Written task - Find each line in the records below that contains the string "apartment" and copy those lines. Case matters.
[start The records]
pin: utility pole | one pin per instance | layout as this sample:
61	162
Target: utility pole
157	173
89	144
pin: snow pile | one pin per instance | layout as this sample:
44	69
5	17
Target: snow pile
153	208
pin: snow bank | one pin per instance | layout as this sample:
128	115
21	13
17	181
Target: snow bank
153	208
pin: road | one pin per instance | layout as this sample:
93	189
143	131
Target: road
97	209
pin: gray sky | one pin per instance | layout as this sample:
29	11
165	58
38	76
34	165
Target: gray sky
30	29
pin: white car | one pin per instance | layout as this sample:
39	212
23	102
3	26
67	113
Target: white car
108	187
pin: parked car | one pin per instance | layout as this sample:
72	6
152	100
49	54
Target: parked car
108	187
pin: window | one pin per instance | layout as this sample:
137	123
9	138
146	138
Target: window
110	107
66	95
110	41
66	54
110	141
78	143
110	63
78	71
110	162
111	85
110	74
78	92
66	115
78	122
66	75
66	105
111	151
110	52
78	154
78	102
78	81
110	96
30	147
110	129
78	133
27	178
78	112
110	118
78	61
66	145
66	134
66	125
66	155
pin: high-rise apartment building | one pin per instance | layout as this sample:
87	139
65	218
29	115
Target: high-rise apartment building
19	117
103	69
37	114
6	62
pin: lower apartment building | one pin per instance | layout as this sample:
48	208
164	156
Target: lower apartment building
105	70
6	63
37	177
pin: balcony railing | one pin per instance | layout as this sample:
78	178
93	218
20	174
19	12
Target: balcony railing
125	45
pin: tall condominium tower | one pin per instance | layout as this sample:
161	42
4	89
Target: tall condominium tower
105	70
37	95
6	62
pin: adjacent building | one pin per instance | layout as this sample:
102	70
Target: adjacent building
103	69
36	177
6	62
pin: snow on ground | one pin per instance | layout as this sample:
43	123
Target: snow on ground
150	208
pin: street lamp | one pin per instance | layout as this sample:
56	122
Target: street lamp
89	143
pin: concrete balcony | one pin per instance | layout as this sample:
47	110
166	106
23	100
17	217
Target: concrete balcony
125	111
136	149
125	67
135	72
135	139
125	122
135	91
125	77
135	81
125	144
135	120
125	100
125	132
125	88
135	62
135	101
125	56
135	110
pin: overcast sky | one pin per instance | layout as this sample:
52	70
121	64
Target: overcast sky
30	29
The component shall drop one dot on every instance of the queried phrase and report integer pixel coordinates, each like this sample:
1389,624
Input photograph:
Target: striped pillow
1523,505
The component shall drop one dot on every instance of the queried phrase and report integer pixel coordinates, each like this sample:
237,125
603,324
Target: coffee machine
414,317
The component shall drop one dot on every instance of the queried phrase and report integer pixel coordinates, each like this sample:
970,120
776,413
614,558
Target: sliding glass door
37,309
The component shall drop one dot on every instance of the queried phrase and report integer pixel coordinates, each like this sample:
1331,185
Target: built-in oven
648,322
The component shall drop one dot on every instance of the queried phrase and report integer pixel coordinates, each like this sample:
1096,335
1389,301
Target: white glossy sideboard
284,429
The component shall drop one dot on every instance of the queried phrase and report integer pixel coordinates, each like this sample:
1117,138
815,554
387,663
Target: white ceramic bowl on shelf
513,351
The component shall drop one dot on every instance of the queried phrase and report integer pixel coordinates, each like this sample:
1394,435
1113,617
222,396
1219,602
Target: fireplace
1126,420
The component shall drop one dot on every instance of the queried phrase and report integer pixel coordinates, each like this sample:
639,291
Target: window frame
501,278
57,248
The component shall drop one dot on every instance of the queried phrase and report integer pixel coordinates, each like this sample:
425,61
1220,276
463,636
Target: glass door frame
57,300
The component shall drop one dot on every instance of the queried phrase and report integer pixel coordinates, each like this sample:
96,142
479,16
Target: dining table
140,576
[end The records]
Response -
pin: high-rise apartment building | one pin per instance | layout as this sample:
Target: high-rise apartment building
pin: lower apartment building | one pin per instance | layout as this sample:
Target: lower apartment building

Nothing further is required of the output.